→ **Given text**
# # # # # # #

In the region, there are customary and religious means of governing by consent. That is the phrase we should adopt rather than the loosely used word “democracy”, as the noble Lord has already reminded us. In the joint declarations between Afghanistan and the UK, and between Afghanistan and the European Union, there is a welcome commitment to develop parliamentary institutions in that country, but how will it be done? What kind of development will there be? The convening of the Loya Jirgah, reformed to include women, was a good start in using a customary institution to promote government by consent. Will such sensitivity continue to be shown in the further development of a participatory system in Afghanistan as the national assembly and the provincial assemblies are developed? What about Iraq? As I have said previously in this House, both religious and customary practices—such as baia, the recognition of a ruler’s legitimacy, and shura, a process of participatory consultation—can be developed here to provide continuity. In the past, the Government have always responded to such suggestions to use custom and religious institutions by saying that the Iraqi people are free to have the form of government that they want. But do we not have a responsibility for taking history, custom and faith seriously as partners, for better or for worse, in this dialogue?

# # # # # # #

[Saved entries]
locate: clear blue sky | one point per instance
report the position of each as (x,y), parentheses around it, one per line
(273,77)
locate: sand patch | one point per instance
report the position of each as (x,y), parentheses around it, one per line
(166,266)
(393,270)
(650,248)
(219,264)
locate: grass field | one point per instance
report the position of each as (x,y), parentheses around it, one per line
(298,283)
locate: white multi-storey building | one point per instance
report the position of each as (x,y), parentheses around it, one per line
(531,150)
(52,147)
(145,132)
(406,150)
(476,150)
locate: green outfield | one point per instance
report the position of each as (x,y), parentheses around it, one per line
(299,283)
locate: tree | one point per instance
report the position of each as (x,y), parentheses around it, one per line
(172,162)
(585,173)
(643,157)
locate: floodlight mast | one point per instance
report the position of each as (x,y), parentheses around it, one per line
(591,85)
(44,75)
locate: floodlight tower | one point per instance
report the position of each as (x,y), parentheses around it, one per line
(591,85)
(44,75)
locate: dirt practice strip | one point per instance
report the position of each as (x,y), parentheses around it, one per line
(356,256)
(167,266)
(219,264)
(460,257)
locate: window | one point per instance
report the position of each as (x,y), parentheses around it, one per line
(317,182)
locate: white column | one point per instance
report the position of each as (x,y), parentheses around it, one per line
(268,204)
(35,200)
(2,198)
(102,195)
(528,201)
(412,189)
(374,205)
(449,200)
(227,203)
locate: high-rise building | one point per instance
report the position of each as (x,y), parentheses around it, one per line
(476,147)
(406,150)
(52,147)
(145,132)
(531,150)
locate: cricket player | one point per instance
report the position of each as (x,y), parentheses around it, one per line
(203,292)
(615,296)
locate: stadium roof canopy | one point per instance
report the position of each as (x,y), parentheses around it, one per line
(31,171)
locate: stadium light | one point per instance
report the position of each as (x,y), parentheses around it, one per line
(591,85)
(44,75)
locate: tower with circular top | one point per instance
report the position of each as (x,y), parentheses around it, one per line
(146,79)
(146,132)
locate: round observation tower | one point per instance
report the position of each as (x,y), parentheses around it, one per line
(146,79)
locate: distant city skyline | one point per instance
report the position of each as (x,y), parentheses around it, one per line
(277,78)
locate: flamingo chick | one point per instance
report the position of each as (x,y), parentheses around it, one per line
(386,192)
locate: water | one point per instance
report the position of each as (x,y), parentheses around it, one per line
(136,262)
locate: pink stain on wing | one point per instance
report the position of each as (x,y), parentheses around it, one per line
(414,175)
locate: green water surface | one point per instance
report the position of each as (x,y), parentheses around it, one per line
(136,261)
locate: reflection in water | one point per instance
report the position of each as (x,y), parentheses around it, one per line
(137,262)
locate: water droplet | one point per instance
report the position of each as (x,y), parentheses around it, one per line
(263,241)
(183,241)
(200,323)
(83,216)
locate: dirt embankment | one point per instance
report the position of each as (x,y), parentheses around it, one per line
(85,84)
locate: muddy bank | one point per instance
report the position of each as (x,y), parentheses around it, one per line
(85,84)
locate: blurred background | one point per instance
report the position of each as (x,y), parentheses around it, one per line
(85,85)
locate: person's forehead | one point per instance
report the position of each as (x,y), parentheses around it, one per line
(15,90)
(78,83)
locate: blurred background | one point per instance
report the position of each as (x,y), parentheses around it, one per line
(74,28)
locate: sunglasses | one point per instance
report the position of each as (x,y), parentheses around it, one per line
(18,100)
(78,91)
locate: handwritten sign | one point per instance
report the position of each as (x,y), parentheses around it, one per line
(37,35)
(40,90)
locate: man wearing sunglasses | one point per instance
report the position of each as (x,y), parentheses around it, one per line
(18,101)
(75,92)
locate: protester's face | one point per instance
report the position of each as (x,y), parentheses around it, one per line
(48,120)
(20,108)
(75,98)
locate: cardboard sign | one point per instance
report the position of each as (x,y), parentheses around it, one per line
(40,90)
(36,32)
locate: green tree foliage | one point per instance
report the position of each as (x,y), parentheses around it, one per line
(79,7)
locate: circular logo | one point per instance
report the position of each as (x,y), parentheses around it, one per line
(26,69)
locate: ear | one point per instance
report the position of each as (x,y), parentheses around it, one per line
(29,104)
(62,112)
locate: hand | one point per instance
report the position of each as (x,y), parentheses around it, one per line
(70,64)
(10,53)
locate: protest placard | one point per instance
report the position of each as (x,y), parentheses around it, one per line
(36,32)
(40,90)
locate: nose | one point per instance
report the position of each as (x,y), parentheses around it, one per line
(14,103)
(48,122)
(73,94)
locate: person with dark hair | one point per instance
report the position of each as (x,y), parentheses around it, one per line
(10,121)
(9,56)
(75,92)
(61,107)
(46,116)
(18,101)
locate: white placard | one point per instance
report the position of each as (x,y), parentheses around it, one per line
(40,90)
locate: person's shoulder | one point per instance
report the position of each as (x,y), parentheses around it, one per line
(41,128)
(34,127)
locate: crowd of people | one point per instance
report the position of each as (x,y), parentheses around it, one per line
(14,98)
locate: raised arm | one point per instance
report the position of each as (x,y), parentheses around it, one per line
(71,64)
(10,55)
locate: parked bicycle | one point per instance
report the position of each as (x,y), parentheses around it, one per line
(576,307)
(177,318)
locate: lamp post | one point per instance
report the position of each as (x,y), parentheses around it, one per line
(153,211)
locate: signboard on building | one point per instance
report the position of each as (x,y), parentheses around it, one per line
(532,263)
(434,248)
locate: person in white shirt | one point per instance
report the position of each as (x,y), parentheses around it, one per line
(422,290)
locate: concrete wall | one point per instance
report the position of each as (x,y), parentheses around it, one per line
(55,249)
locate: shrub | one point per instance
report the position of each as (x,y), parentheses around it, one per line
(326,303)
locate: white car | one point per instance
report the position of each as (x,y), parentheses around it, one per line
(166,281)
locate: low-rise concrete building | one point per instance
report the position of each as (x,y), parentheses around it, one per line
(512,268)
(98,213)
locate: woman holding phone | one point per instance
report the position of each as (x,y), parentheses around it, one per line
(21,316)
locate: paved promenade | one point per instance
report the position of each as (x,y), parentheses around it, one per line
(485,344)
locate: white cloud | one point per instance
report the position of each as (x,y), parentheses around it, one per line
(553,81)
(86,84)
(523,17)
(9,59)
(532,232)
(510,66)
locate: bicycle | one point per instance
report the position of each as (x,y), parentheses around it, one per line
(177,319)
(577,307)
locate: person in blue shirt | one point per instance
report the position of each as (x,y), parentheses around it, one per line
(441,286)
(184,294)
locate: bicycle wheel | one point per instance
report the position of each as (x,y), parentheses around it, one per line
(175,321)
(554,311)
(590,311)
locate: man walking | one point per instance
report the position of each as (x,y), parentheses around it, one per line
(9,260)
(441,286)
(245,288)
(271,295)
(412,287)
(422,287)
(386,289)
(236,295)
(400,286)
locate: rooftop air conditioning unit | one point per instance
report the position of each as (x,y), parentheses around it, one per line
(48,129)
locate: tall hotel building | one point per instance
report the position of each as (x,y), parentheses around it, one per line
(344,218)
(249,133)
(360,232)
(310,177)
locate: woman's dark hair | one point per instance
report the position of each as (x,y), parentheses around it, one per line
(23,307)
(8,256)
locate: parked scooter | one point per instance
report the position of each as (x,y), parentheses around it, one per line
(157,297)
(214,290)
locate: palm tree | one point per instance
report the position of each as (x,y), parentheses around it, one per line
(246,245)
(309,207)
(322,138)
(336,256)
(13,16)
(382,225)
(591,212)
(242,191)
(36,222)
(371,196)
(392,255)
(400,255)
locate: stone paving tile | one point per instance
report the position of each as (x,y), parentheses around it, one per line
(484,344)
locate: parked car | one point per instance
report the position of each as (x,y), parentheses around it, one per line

# # # # # # #

→ **What to work on**
Continue the passage on government by consent in Afghanistan and Iraq from its final sentence.

→ **Response below**
In the relationship with Iran, we have to be aware of the complexity of Irani society. We do not have the political and social monolith of Saddam Hussein’s Iraq. It is quite possible to continue dialogue with sections of even the ulema—they were referred to as mullahs recently, but no matter—academics, prominent politicians and government officials, and even to discuss, as has been said, the possibility of a modern civilian nuclear industry, as with the P5+1 proposals, as well as Iran’s genuine security worries, without in any way condoning internal oppression or external aggression and condemning in no uncertain terms any threats to destroy the state of Israel. Their great poet, Firdausi, who wrote a book on the politics of kings long ago, said that,

hundreds of words do not compare with half a good deed. Iran needs to show, by word and by example, its peaceful intentions.